__Material for this exercise__
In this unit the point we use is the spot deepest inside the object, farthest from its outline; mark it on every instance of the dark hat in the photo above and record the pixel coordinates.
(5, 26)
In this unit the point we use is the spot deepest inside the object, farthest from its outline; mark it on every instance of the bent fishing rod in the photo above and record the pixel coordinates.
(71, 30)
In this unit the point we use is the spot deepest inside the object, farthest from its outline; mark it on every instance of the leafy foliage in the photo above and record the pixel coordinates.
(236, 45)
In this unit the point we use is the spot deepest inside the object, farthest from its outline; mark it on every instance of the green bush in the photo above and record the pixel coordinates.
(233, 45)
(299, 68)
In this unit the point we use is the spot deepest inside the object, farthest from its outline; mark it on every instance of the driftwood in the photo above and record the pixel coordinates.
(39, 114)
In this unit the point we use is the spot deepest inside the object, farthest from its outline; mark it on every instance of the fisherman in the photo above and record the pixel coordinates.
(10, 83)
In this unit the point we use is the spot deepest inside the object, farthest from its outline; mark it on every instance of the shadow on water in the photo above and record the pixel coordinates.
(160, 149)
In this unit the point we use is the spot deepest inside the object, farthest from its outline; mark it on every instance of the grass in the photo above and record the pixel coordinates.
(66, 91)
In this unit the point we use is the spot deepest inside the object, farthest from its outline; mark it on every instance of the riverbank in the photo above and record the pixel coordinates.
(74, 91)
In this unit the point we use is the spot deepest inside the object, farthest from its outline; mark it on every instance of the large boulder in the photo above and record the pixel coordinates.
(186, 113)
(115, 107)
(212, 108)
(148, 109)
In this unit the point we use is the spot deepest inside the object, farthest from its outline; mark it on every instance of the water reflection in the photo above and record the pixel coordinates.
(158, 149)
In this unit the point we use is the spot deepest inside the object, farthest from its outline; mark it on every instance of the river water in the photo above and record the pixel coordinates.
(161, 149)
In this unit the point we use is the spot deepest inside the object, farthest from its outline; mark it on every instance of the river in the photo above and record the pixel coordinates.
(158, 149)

__Goal__
Scale the entries that begin at the line containing "the river in" and run through the end of the entries. Rewrite every one of those lines in full, leaving all wording unchanged, and multiply each answer coordinate by 2, rounding to whole numbers with halves going up.

__Full output__
In this unit the point we use is the spot deepest inside the object, farthest from its outline; mark it on every instance of the river in the photo above and record the pixel coordinates.
(316, 298)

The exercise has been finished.